## Problem to work on:
Update everything from the first line down to the line containing "[(285, 152)]" by replacing "small rock" with "small stone". Leave all other text unchanged.

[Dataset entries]

···

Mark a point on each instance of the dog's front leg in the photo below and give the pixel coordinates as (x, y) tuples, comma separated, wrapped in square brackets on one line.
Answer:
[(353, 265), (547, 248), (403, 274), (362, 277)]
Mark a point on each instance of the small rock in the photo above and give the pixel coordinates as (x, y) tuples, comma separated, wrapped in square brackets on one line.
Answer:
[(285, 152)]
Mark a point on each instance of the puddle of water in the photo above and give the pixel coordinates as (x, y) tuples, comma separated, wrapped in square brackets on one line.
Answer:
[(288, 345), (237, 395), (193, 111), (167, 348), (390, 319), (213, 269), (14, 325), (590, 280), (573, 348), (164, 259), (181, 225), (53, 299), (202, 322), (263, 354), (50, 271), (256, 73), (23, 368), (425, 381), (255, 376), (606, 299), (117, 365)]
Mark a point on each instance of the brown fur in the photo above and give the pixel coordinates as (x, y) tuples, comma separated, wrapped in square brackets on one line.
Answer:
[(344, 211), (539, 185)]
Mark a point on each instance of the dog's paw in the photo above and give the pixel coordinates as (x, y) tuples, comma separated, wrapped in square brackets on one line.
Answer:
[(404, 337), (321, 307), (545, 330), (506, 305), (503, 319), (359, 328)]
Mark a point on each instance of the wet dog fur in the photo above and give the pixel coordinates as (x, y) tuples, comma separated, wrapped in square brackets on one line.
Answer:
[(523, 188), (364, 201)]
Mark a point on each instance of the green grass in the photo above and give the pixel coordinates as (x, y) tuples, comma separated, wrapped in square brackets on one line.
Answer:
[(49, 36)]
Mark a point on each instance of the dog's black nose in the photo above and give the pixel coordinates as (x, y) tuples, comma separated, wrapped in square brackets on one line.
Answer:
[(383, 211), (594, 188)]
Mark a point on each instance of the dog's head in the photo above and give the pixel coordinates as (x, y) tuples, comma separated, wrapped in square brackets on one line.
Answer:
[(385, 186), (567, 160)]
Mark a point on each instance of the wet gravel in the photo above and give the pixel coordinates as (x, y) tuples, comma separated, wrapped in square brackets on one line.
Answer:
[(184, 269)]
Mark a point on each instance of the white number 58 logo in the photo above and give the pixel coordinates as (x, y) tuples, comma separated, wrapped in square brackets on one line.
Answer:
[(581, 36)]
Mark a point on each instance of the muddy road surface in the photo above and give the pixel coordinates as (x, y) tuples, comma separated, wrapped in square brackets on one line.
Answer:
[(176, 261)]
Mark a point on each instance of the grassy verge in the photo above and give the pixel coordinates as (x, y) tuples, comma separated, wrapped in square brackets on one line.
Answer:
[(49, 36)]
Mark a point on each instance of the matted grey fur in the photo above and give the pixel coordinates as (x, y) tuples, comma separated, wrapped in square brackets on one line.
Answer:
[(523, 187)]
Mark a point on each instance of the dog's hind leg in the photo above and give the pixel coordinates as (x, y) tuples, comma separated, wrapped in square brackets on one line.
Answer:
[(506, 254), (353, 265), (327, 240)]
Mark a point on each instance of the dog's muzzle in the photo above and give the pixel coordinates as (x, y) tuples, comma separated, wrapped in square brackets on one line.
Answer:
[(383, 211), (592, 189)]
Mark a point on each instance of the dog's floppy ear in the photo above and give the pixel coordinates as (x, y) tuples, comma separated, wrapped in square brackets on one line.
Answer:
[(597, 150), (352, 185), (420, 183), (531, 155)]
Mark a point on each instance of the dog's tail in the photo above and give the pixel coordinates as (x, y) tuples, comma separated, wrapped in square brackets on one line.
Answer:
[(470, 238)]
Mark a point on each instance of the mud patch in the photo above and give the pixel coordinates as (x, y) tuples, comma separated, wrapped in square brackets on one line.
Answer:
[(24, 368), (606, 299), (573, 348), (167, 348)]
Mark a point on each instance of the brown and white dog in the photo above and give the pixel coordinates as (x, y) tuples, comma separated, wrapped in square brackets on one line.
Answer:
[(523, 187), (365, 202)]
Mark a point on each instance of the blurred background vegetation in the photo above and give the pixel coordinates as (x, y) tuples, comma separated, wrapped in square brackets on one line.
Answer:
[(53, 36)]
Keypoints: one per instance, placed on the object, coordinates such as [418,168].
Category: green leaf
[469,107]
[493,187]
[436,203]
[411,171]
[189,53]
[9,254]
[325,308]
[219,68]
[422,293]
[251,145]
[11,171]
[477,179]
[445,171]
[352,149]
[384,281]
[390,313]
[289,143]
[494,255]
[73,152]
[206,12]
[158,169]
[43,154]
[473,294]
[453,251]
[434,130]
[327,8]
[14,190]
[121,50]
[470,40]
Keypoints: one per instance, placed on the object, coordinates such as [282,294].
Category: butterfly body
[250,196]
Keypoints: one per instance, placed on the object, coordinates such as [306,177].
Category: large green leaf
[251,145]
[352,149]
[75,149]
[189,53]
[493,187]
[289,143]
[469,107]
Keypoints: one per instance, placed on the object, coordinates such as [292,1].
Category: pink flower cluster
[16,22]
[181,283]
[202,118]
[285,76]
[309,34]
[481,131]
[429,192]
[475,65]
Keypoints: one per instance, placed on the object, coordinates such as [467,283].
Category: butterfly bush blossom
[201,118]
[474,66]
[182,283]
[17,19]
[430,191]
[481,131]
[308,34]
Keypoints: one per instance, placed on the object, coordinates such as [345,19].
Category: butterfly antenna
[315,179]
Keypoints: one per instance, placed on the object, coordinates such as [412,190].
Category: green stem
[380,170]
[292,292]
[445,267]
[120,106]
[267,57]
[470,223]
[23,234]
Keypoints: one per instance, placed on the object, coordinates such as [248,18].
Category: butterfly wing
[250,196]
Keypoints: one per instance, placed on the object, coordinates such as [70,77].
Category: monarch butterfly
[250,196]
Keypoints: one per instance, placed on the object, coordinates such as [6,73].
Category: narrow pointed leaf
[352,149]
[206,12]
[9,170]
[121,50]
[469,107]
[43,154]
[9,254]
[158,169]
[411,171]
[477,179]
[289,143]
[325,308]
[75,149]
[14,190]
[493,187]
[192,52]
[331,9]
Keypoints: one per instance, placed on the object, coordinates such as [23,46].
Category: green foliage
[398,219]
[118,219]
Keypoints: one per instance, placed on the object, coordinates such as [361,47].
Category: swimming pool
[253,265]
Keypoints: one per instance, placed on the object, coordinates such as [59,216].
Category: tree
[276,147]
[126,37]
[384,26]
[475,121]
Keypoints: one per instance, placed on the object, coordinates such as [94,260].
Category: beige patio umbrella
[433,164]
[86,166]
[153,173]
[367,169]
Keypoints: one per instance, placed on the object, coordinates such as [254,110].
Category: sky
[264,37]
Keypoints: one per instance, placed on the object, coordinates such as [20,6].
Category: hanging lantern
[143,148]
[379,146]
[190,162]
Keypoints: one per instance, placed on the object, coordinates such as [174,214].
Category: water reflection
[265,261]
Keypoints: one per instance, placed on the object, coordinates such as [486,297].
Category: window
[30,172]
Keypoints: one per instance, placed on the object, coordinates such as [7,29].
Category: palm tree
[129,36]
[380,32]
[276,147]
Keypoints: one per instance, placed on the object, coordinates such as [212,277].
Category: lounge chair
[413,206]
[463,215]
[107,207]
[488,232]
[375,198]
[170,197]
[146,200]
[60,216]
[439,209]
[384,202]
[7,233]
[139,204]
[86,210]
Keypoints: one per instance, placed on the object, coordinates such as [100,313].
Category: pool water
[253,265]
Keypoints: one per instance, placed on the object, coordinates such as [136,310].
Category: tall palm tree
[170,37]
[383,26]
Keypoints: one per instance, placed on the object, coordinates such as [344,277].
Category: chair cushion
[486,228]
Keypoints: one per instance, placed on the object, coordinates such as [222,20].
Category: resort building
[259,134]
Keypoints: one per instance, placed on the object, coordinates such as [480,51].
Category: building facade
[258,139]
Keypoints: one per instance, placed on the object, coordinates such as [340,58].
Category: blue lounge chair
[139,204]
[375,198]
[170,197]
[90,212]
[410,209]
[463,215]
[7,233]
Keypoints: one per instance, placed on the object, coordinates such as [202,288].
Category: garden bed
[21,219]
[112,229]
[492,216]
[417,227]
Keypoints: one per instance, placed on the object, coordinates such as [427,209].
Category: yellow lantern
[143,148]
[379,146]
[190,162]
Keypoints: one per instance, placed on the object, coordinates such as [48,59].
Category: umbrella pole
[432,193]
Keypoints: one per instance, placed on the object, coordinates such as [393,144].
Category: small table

···

## Reply:
Mark a point on each instance of the dog's front leg in the photo below and give the pixel coordinates as (x, y) tuples, comma separated, wrapped in square brackets on one line.
Answer:
[(353, 265), (547, 248), (403, 274), (362, 277)]
Mark a point on each instance of the small stone in the photo above and give the pixel coordinates as (x, y) tuples, comma separated, wrapped in square brackets on one line.
Answer:
[(285, 152)]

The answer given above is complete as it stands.